Stored data

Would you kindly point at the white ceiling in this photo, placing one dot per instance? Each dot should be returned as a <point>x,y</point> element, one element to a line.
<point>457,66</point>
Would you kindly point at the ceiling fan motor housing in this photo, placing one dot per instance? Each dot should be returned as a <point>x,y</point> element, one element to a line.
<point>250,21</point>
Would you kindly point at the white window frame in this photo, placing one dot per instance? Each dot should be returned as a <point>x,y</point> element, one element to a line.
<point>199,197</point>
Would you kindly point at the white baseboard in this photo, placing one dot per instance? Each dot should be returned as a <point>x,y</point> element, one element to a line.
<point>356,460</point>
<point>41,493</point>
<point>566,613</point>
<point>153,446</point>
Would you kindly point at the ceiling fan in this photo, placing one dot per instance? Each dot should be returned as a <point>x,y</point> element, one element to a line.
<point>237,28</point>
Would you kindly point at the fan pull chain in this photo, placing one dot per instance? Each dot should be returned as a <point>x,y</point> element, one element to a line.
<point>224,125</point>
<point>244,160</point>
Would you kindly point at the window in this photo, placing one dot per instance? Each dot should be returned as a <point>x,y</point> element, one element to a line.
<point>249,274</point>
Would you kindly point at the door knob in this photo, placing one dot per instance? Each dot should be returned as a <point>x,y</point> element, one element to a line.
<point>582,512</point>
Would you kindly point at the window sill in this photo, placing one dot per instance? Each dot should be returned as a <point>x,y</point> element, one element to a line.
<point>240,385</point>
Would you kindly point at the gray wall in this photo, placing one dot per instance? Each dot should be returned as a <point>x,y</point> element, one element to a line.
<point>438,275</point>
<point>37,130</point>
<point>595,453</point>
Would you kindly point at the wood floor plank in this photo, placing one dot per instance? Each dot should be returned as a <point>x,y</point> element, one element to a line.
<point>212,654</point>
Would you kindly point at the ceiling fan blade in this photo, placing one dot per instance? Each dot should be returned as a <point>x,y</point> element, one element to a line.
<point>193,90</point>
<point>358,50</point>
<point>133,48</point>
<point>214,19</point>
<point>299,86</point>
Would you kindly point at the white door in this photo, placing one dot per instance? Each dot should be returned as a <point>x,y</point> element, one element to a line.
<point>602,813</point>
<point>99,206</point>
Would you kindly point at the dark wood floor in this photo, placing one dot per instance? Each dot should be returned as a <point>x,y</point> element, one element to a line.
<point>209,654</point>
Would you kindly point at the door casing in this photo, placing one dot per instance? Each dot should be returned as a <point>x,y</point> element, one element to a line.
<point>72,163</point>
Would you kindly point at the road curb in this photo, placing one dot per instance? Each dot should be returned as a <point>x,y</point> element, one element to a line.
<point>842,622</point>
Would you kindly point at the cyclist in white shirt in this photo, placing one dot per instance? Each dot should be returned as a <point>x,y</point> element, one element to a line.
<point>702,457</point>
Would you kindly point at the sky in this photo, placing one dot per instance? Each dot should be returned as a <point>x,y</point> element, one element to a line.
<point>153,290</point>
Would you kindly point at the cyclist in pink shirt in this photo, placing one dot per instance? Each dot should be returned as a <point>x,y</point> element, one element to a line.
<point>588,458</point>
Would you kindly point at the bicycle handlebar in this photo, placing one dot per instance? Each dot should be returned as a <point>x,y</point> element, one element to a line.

### ABOUT THIS TASK:
Would you give the data above again, exactly as written?

### SOLUTION:
Would you kindly point at the white ceiling in this photo, placing one dot per instance? Each dot should be returned as a <point>x,y</point> element, one element to a line.
<point>457,66</point>
Would you kindly point at the ceiling fan motor housing in this photo, placing one dot per instance? Each dot should be returned as a <point>x,y</point> element, one element to a line.
<point>250,21</point>
Would you kindly point at the white window frame in this photo, placing one dot per instance? Each dot should be returned as a <point>x,y</point> element, one element to a line.
<point>199,197</point>
Would you kindly point at the white baseboard in this photo, placing one dot per instance? Each dot should be returned as a <point>x,y</point> element, one element to a line.
<point>356,460</point>
<point>41,493</point>
<point>566,613</point>
<point>153,446</point>
Would you kindly point at the ceiling fan in this photo, placing one dot per instance? Each dot should be returned as a <point>x,y</point> element, one element to a line.
<point>237,28</point>
Would you kindly point at the fan pull chain in this photo, placing one dot per instance? Each dot should be returned as a <point>x,y</point> element, one element to a line.
<point>224,125</point>
<point>244,160</point>
Would you kindly point at the window in this photo, placing one dot per instance? Each dot should be returned as a <point>x,y</point> element, one element to a line.
<point>249,274</point>
Would you kindly point at the door knob in this photo, placing one dot per instance? Each dot should be returned as a <point>x,y</point> element, one element to a line.
<point>582,512</point>
Would you kindly point at the window sill in this photo, placing one dot per instance? Each dot should be returned as a <point>x,y</point> element, one element to a line.
<point>240,385</point>
Would you kindly point at the gray wall in this photo, placing one dot per instance? Each dot should be returned as a <point>x,y</point> element, one element to a line.
<point>438,275</point>
<point>37,130</point>
<point>595,453</point>
Would you kindly point at the wood floor plank in this photo, placing one dot per instance? Each dot should be returned as a <point>x,y</point> element, one element to a line.
<point>212,654</point>
Would you kindly point at the ceiling fan blade in this photo, placing one dot per instance? Each dot should be returned as a <point>x,y</point> element, one element to a line.
<point>193,90</point>
<point>358,50</point>
<point>133,48</point>
<point>214,19</point>
<point>299,86</point>
Would you kindly point at the white door in this photo, placing one dot per instance? Each dot should be returned as a <point>x,y</point> element, one element to a line.
<point>602,813</point>
<point>99,206</point>
Would you kindly point at the dark wood floor in this photo, placing one dot per instance? Each dot should be returned as a <point>x,y</point> element, one element to a line.
<point>209,654</point>
Would you kindly point at the door casing in this photo, placing one dot per instance? Each dot should be returned as a <point>x,y</point> element, one element to a line.
<point>72,163</point>
Would you kindly point at the road curb in this photo, placing one dot per instance? Each dot should be returned as a <point>x,y</point> element, one element to a line.
<point>842,622</point>
Would you kindly point at the cyclist in white shirt in this photo, placing one dot per instance? Each dot should be returned as a <point>x,y</point> element, one element to a line.
<point>702,457</point>
Would you kindly point at the sky in this photo, placing one dot per instance? Each dot should be returned as a <point>x,y</point> element, one element to a line.
<point>153,290</point>
Would you kindly point at the cyclist in pink shirt in this photo, placing one dot per instance? Each dot should be returned as a <point>x,y</point> element, one element to a line.
<point>588,458</point>
Would you kindly point at the bicycle handlebar in this photo, placing one dot per instance? Each dot should be returned as a <point>x,y</point> element, one element to a line.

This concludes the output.